Exactly those lines running from the one containing "seat slat. Keep to one point per instance." to the end of the material are to be printed, and no others.
### LISTED ENTRIES
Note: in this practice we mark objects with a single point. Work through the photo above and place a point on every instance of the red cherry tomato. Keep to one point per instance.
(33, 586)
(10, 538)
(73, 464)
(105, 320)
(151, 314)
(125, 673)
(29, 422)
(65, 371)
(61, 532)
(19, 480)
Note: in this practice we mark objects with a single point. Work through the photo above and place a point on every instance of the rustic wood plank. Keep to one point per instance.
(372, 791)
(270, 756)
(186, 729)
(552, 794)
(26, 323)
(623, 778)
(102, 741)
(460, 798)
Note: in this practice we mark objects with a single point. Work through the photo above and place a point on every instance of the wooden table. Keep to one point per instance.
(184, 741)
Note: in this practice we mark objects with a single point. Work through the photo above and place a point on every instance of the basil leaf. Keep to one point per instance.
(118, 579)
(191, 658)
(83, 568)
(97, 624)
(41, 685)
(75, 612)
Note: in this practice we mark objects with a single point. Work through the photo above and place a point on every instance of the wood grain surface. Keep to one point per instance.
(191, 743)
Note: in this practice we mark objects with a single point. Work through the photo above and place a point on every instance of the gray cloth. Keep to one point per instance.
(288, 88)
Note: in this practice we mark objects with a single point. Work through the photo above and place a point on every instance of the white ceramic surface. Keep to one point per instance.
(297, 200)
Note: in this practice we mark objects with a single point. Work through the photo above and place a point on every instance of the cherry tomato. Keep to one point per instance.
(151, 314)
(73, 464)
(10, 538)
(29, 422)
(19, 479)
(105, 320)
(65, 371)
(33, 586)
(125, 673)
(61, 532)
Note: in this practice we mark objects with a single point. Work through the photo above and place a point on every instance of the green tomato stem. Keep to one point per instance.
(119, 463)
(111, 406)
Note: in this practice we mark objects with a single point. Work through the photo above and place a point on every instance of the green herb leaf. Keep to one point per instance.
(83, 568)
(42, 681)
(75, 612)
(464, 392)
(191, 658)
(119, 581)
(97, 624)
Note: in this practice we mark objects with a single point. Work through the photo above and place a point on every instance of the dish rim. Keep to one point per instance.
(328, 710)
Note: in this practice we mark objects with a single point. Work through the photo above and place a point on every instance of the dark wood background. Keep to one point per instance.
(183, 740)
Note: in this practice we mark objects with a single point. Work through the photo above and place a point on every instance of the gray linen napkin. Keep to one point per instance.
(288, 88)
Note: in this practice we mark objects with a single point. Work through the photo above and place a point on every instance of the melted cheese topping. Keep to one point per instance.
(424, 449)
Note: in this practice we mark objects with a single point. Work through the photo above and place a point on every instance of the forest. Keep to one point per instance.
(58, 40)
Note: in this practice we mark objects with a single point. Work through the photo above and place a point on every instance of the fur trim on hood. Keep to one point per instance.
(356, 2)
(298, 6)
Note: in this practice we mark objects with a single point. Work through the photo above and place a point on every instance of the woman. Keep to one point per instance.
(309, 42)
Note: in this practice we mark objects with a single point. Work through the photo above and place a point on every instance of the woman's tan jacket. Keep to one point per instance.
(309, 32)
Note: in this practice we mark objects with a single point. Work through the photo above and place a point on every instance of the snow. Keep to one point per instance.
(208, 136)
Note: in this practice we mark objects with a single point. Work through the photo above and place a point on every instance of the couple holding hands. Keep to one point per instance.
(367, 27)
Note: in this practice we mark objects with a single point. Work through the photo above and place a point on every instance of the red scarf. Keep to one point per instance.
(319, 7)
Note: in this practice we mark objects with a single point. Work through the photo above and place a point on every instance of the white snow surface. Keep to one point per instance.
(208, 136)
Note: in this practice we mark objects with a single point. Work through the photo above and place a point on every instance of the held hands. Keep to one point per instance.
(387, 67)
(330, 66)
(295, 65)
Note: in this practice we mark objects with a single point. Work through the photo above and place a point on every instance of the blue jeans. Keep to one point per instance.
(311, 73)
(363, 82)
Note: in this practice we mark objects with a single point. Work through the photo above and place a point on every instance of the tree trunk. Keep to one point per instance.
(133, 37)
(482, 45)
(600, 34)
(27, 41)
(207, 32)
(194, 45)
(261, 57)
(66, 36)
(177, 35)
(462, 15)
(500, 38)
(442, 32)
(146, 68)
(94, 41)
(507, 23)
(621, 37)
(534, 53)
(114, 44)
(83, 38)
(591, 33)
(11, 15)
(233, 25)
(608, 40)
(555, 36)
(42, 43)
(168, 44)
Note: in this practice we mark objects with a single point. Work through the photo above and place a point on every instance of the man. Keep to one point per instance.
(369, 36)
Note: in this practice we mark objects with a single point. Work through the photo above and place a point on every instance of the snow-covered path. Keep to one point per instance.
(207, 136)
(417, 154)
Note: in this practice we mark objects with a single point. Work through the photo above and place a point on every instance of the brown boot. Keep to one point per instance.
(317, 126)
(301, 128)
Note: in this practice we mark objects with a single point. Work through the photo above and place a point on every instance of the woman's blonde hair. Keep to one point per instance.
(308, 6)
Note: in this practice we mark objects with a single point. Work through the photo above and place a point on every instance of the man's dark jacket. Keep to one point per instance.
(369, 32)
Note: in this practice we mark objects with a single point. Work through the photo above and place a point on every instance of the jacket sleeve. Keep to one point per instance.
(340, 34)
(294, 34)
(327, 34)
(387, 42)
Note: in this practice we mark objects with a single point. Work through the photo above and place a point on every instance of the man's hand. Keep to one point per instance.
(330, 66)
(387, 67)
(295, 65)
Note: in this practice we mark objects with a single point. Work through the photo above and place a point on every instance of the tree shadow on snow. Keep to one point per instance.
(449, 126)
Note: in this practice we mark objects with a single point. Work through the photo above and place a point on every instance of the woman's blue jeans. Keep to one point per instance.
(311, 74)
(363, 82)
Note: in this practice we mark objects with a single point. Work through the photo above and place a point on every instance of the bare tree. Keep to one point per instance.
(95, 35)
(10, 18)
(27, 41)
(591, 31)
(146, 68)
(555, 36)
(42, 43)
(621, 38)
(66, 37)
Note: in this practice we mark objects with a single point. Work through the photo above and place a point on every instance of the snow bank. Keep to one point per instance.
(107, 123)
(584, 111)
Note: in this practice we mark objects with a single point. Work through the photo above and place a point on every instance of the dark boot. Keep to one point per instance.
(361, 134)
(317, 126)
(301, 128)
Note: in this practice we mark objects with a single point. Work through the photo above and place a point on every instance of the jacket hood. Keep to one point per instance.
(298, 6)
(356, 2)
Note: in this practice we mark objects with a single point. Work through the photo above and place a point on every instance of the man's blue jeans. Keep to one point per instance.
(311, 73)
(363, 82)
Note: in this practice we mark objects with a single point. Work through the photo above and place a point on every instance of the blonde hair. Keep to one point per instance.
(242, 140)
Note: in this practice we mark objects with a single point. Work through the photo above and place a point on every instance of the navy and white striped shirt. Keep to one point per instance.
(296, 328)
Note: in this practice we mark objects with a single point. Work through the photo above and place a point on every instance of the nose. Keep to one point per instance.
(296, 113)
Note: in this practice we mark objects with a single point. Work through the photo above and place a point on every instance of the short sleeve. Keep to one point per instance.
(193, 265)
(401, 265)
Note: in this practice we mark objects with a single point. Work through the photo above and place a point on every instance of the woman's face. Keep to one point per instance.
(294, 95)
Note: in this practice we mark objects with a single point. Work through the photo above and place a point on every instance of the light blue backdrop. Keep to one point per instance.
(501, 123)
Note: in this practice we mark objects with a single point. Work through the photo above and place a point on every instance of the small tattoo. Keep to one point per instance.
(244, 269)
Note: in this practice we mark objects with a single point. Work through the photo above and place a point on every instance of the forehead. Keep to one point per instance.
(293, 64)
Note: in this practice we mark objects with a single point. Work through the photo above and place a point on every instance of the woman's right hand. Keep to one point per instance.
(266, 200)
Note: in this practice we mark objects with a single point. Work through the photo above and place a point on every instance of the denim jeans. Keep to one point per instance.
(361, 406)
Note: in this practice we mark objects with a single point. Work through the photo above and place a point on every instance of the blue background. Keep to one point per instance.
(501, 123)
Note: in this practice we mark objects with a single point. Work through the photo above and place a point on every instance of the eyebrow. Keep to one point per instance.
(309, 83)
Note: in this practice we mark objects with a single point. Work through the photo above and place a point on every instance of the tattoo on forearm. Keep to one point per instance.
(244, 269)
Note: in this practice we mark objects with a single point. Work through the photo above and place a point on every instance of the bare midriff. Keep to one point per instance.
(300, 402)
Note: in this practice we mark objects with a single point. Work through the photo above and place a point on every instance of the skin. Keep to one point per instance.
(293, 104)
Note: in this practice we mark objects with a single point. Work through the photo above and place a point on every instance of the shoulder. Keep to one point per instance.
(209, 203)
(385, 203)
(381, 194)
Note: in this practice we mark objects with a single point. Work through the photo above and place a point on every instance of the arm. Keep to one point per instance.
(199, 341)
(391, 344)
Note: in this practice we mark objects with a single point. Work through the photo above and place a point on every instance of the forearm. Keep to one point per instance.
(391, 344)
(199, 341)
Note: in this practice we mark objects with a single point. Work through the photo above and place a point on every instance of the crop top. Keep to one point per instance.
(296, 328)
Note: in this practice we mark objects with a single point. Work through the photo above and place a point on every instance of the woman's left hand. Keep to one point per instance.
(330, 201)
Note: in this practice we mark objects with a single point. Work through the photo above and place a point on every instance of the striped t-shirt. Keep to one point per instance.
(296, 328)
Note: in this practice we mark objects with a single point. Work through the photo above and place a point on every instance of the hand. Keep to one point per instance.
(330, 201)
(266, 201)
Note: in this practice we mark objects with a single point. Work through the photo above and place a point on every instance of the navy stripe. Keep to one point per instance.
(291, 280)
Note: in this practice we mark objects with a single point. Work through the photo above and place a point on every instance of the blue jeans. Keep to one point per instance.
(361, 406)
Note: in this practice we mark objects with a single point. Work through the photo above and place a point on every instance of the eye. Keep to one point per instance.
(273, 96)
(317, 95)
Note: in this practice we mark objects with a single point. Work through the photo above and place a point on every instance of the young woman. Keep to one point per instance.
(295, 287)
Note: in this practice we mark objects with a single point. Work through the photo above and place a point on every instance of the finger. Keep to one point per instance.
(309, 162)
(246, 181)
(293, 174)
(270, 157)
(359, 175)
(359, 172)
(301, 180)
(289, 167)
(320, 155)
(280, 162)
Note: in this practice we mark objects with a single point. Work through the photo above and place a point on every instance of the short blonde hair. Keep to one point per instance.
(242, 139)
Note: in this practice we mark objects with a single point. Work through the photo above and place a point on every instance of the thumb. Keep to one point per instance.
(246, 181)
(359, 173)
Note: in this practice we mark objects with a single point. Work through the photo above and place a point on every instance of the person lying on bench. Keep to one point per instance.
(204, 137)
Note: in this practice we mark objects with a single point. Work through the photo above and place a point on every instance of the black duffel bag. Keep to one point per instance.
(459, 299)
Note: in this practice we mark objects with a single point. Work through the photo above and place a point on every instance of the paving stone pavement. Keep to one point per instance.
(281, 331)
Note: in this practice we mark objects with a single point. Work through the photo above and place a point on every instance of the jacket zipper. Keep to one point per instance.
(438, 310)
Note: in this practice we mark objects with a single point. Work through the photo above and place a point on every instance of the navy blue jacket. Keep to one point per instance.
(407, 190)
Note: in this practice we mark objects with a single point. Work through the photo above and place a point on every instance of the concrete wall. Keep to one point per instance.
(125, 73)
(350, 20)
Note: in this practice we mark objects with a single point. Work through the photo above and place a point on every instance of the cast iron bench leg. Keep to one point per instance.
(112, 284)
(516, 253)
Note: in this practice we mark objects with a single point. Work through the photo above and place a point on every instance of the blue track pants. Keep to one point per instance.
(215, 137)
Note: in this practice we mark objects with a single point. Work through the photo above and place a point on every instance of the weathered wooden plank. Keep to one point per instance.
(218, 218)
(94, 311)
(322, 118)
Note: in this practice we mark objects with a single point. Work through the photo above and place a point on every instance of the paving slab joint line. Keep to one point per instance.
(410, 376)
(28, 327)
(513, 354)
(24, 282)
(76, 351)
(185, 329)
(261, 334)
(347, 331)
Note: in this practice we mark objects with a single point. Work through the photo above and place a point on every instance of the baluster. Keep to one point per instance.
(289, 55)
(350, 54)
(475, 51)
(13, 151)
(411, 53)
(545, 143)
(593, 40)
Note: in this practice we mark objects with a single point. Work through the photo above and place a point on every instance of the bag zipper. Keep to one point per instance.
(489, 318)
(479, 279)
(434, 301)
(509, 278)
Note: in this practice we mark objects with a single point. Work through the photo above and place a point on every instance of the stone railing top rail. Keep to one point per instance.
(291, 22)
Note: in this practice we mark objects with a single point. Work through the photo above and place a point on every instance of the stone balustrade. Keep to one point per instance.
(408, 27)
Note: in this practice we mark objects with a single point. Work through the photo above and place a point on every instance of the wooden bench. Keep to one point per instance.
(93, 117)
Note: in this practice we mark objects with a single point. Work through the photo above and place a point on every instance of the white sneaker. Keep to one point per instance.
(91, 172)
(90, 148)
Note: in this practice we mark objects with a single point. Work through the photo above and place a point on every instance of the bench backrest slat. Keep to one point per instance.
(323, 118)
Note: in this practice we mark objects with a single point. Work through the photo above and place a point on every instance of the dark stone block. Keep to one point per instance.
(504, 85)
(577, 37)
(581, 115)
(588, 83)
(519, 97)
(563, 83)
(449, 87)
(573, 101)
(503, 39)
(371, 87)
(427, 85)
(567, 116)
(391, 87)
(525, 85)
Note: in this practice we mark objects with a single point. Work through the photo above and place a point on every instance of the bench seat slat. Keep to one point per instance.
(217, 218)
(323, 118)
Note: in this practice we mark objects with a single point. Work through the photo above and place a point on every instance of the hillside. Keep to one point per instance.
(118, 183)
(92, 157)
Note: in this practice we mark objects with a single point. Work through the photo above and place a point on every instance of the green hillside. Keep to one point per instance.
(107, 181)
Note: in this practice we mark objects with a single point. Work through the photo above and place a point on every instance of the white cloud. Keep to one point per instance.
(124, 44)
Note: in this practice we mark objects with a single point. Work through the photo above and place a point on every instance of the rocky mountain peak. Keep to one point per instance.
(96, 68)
######
> _REPLY_
Note: in this practice we mark objects with a single point. Work through the photo above and place a point on every instance of the bench seat slat. Keep to one point per instance.
(217, 218)
(323, 118)
Note: in this practice we mark objects with a single point. Work through the photo above and place a point on every instance of the hillside. Keep to one point per instance.
(118, 183)
(92, 157)
Note: in this practice we mark objects with a single point. Work through the photo above and place a point on every instance of the green hillside. Keep to one point per instance.
(107, 181)
Note: in this practice we mark objects with a single point. Work through the photo above and place a point on every instance of the white cloud. Keep to one point per instance.
(124, 44)
Note: in this practice we mark objects with a single point. Work through the photo above and place a point on every instance of the rocky mountain peak. Keep to one point per instance.
(96, 68)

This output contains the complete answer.